● **TASK REQUIREMENTS**: Reproduce every line of the data below word for word, omitting the pictures.

● **GIVEN DATA**:
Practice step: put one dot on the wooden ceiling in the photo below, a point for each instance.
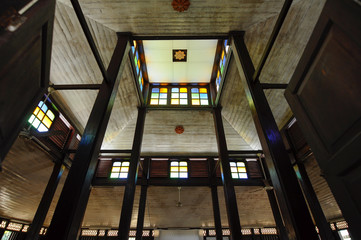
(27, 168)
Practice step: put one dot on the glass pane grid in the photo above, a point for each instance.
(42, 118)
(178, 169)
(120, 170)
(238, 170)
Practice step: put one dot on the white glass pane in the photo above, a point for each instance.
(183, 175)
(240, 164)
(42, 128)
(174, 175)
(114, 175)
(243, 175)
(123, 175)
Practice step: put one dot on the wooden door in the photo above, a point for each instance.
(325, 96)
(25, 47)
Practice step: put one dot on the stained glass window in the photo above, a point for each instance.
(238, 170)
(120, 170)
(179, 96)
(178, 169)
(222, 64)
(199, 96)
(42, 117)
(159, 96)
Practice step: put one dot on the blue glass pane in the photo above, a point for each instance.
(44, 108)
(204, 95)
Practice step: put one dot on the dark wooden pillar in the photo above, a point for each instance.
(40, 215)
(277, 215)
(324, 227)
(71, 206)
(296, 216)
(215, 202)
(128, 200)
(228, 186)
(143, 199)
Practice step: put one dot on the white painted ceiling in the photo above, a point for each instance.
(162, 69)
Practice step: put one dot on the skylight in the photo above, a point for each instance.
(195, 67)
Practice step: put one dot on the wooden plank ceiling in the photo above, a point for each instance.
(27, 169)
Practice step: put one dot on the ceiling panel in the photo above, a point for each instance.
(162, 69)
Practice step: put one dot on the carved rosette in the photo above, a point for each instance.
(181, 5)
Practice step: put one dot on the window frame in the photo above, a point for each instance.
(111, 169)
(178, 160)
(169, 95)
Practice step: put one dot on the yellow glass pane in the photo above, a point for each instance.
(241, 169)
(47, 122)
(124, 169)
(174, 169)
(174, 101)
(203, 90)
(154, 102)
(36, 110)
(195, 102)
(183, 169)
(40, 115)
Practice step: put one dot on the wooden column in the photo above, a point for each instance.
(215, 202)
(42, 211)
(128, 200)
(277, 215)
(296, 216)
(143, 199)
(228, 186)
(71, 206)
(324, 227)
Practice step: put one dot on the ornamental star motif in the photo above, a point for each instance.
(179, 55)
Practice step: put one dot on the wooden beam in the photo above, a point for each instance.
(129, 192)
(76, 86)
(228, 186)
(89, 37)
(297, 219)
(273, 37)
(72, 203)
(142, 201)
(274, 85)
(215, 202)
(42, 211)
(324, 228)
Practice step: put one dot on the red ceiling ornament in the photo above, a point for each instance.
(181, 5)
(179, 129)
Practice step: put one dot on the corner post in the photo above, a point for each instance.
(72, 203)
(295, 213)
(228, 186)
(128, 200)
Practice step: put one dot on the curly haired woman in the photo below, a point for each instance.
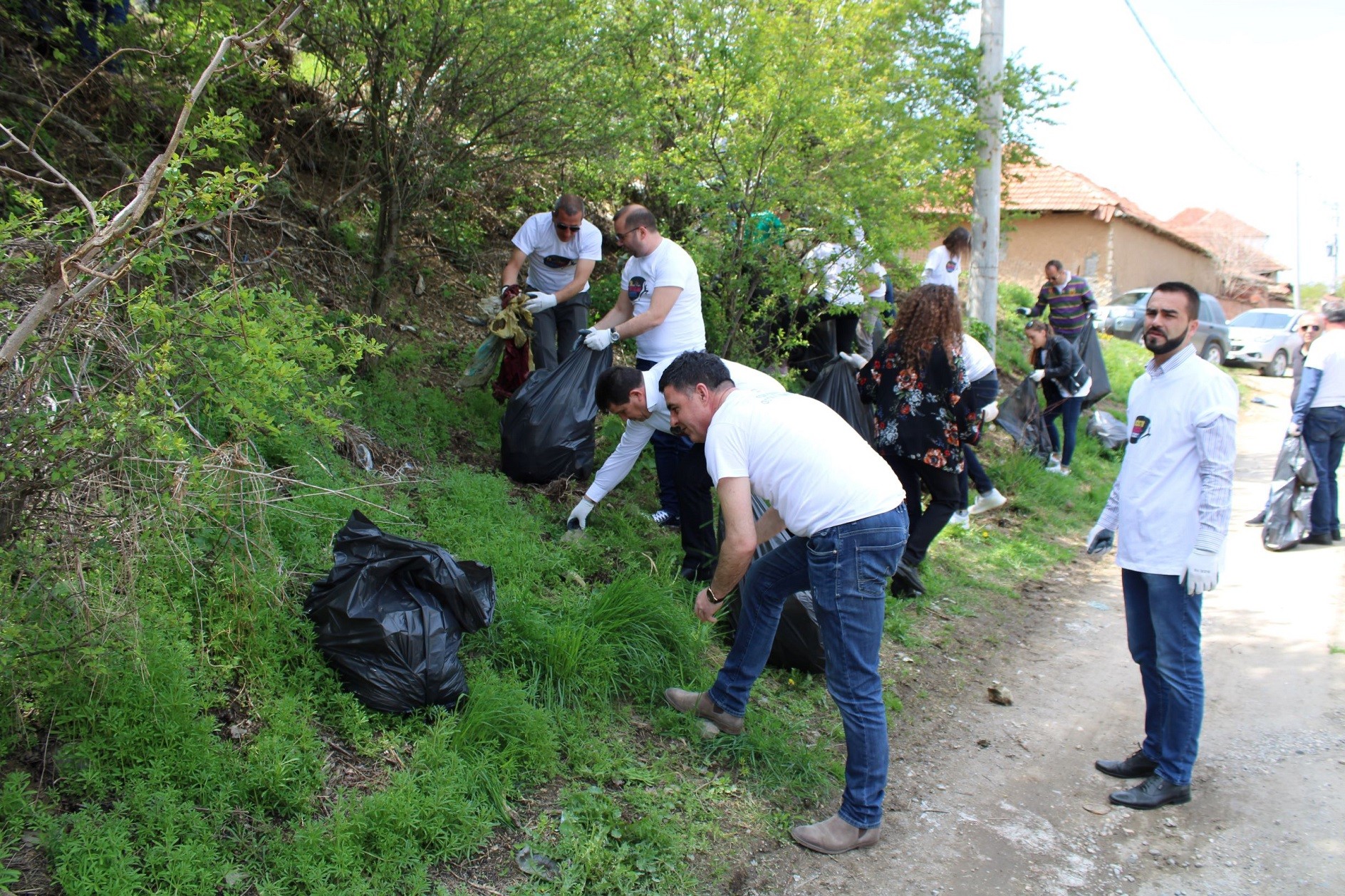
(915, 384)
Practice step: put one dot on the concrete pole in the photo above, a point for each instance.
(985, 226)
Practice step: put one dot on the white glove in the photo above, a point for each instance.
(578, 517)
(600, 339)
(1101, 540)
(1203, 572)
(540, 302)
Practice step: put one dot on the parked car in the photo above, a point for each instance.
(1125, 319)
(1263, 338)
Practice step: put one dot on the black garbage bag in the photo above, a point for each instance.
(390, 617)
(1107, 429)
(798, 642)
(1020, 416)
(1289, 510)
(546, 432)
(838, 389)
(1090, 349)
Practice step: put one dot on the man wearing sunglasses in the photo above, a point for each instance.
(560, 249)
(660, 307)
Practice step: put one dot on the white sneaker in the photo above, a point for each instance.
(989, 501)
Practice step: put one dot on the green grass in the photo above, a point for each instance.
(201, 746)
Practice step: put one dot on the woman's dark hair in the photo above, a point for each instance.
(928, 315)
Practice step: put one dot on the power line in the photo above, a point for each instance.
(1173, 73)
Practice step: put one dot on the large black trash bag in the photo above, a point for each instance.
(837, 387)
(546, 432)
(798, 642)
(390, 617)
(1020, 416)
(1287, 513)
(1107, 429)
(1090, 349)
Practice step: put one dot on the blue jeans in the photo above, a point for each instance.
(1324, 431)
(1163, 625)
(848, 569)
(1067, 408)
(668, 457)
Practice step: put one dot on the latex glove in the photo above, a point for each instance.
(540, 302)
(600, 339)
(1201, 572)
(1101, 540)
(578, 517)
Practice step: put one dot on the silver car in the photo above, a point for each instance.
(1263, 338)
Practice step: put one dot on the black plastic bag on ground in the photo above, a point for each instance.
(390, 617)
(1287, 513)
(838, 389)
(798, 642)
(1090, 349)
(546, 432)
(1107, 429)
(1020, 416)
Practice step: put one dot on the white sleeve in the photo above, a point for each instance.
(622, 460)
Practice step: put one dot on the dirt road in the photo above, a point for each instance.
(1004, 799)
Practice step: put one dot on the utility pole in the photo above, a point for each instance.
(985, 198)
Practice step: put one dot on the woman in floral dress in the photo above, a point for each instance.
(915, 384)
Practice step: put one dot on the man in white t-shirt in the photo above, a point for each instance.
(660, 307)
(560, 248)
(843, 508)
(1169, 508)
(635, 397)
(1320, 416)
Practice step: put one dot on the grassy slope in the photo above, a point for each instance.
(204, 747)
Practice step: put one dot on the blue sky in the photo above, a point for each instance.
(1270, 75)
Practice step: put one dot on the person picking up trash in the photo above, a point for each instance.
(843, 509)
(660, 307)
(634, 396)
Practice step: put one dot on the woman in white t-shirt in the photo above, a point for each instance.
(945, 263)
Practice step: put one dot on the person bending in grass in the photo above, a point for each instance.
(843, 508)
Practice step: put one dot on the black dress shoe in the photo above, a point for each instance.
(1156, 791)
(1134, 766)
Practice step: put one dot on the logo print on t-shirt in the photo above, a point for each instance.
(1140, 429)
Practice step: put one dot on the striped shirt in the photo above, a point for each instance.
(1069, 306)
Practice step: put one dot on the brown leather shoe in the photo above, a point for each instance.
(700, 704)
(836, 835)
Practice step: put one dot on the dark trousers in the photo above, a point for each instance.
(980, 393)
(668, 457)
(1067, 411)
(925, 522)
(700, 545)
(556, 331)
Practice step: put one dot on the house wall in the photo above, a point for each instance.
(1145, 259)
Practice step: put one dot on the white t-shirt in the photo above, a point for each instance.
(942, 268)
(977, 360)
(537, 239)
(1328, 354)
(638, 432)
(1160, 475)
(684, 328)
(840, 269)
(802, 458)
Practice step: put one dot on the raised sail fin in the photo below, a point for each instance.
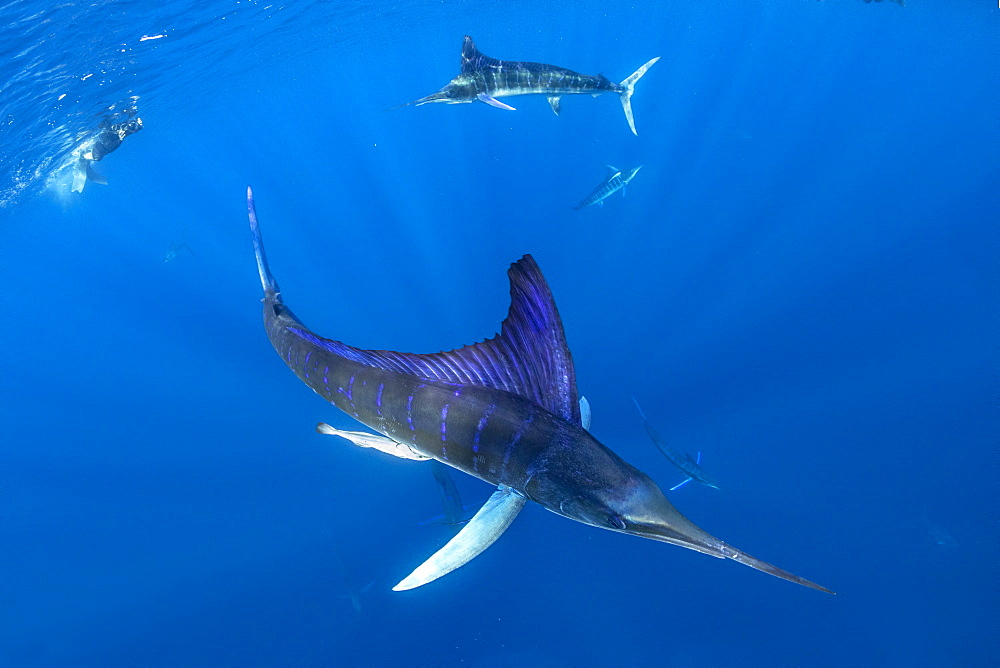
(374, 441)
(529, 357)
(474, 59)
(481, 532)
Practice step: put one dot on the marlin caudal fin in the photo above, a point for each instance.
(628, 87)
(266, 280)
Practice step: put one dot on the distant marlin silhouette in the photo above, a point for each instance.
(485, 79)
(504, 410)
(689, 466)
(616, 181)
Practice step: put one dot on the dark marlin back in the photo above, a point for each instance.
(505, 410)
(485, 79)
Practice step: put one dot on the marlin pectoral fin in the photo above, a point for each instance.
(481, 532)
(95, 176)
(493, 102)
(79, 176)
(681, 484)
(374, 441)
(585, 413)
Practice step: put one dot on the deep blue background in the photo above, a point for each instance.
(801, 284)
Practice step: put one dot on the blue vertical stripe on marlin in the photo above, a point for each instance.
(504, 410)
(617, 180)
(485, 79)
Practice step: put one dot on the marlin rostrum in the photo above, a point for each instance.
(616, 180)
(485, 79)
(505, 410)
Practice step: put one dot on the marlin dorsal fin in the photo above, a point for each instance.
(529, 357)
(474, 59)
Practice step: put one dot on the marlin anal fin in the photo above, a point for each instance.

● **SOLUTION**:
Practice step: put one dot on the wooden ceiling in the photo below, a point for each instance.
(27, 168)
Practice step: put one dot on the glass pane grid in the photo above, a point for each instance.
(42, 118)
(178, 169)
(120, 170)
(238, 170)
Practice step: put one dot on the white glass pane in the photo above, a point for each instance.
(183, 175)
(240, 164)
(42, 128)
(174, 175)
(114, 175)
(243, 175)
(123, 175)
Practice step: put one dot on the wooden door in the photo above, a point for each instance.
(325, 96)
(25, 47)
Practice step: put one dot on the stained glass window in the photo above, a point for each instance.
(238, 170)
(120, 170)
(179, 96)
(178, 169)
(222, 64)
(199, 96)
(42, 117)
(159, 96)
Practice step: put one dot on the blue glass pane in the photo above, a point for each instance.
(44, 108)
(204, 95)
Practice step: put one dot on the dark wooden pillar in the photo above, a point for each instance.
(40, 215)
(277, 215)
(324, 227)
(71, 206)
(296, 216)
(215, 202)
(128, 200)
(228, 186)
(143, 199)
Practice step: put one dot on the white painted ceiling in the photo above, a point for each instance.
(162, 69)
Practice step: put one dot on the skylight in the photo above, a point for each instance.
(195, 67)
Practice step: put one dot on the wooden plank ceiling in the photo above, a point for each instance.
(27, 169)
Practice step: put one dot on the ceiling panel in the photo above, a point for each instance.
(162, 69)
Practice step: put one dot on the carved rosette in the photo above, a point for each instance.
(181, 5)
Practice step: put one dot on the window frame in the photo above, a point for each instance.
(111, 169)
(178, 160)
(169, 95)
Practice step: put one dot on the yellow glass pane in the photo above, a point for each instance.
(241, 169)
(47, 122)
(124, 169)
(174, 169)
(174, 101)
(203, 90)
(154, 102)
(36, 110)
(195, 102)
(183, 169)
(40, 115)
Practice step: put one dot on the wooden column in the photo above, a point for each instance.
(215, 202)
(42, 211)
(128, 200)
(277, 215)
(296, 216)
(143, 199)
(228, 186)
(71, 206)
(324, 227)
Practice step: put one dot on the ornamental star motif in the photo above, a point for each instance.
(179, 55)
Practice step: put one dot on the wooden beam in the photo above, a point for each instance.
(129, 192)
(76, 86)
(228, 186)
(89, 37)
(297, 219)
(273, 37)
(72, 203)
(142, 201)
(274, 85)
(215, 202)
(42, 211)
(324, 228)
Practice step: put one dot on the red ceiling ornament in the photo above, a point for each instance.
(181, 5)
(179, 129)
Practice step: put one dot on the corner post in the photo above, a point for each instance.
(72, 203)
(295, 213)
(228, 186)
(128, 200)
Practice step: put one dot on the curly haired woman in the photo below, a point for each instance.
(915, 384)
Practice step: put one dot on the concrete pole in the photo above, a point for each instance.
(985, 226)
Practice step: put one dot on the white glove in the photo above, a point for each instance.
(578, 517)
(600, 339)
(1101, 540)
(1203, 572)
(540, 302)
Practice step: put one dot on the parked car in the photo above, a point for each instance.
(1125, 319)
(1263, 338)
Practice step: put one dot on the black garbage bag in the photo above, a point for each instance.
(390, 617)
(1107, 429)
(798, 642)
(1020, 416)
(1289, 510)
(546, 432)
(838, 389)
(1090, 349)
Practice step: put one dot on the man wearing sunglasses in the photo above, a point for each instance.
(560, 249)
(660, 307)
Practice step: put one dot on the white sneaker in the photo above, a point for each instance.
(989, 501)
Practice step: put one dot on the green grass in the photo above, a point for each instance.
(201, 746)
Practice step: put one dot on the woman's dark hair in the photo above, a point for each instance.
(928, 315)
Practice step: put one dot on the power line in the photo above, a point for each instance.
(1173, 73)
Practice step: put one dot on the large black trash bag in the photo above, a point for each instance.
(837, 387)
(546, 432)
(798, 642)
(390, 617)
(1020, 416)
(1287, 513)
(1107, 429)
(1090, 349)
Practice step: put one dot on the blue jeans in the photo above, a point for each instance.
(1324, 431)
(1163, 625)
(848, 569)
(1067, 408)
(668, 457)
Practice step: put one dot on the latex glove in the photo above, a point for each instance.
(540, 302)
(600, 339)
(1201, 572)
(1101, 540)
(578, 517)
Practice step: put one dot on the silver car in the photo above, a point for each instance.
(1263, 338)
Practice step: put one dot on the black plastic bag on ground in the photo above, a point for each instance.
(390, 617)
(1287, 513)
(838, 389)
(798, 642)
(1090, 349)
(546, 432)
(1107, 429)
(1020, 416)
Practice step: put one dot on the white sleeve in the photo above, a point for each instance.
(622, 460)
Practice step: put one dot on the dirt road in the photo above, a point for each instance.
(1004, 799)
Practice step: put one dot on the utility pole in the photo above, a point for each instance.
(985, 198)
Practice step: put one dot on the woman in floral dress in the photo above, a point for each instance.
(915, 384)
Practice step: put one dot on the man in white t-shirt in the photo above, a point for each instance.
(660, 307)
(560, 248)
(843, 508)
(1169, 508)
(635, 397)
(1320, 416)
Practice step: put one dot on the grassy slope in the photo above, a point for each instance.
(204, 747)
Practice step: put one dot on the blue sky in the photo above, a point for each instance.
(1270, 75)
Practice step: put one dot on the person picking up trash in the photo above, a point for each instance.
(843, 509)
(660, 307)
(634, 396)
Practice step: put one dot on the woman in white t-shirt in the photo above, a point for each instance.
(945, 263)
Practice step: put one dot on the person bending in grass in the photo above, a point for each instance.
(843, 508)
Practice step: put one dot on the black dress shoe in the photo above, a point for each instance.
(1156, 791)
(1134, 766)
Practice step: put one dot on the logo print on t-shirt in the photo above, a point for each instance.
(1140, 429)
Practice step: put one dot on the striped shirt in the photo above, a point for each instance.
(1069, 306)
Practice step: put one dot on the brown leather shoe in the photo above, a point for each instance.
(700, 704)
(836, 835)
Practice step: put one dot on the dark trousers in the photo above, a point for each instance.
(980, 393)
(668, 457)
(1067, 411)
(925, 522)
(700, 545)
(556, 331)
Practice step: put one dot on the house wall in the photo above, a point for each instance.
(1145, 259)
Practice step: put one dot on the white t-shirt in the photo above, a point for each instance.
(942, 268)
(977, 360)
(537, 239)
(1328, 354)
(638, 432)
(1160, 475)
(684, 328)
(840, 269)
(802, 458)
Practice step: put one dot on the raised sail fin in the photo below, a point for each instance.
(374, 441)
(529, 357)
(474, 59)
(481, 532)
Practice step: put one dot on the marlin caudal fin in the photo above, a point for each instance.
(628, 87)
(266, 280)
Practice step: put one dot on the distant marlin silhouette in the photo above, a point for each instance.
(485, 79)
(504, 410)
(689, 466)
(616, 181)
Practice step: put one dot on the dark marlin back in the photo above, a point for each instance.
(505, 410)
(485, 79)
Practice step: put one dot on the marlin pectoral fin in the photo above, a point for each instance.
(481, 532)
(95, 176)
(493, 102)
(79, 176)
(681, 484)
(374, 441)
(585, 413)
Practice step: put one dot on the deep blue background in the photo above, a point for each instance.
(801, 284)
Practice step: put one dot on the blue vertical stripe on marlin in the photo above, a point for each instance.
(504, 410)
(617, 180)
(485, 79)
Practice step: put one dot on the marlin rostrum in the photo above, a point for each instance.
(616, 180)
(485, 79)
(505, 410)
Practice step: put one dot on the marlin dorsal fin in the photo above, a point for each instance.
(529, 357)
(474, 59)
Practice step: put one dot on the marlin anal fin in the photo above, a point for each instance.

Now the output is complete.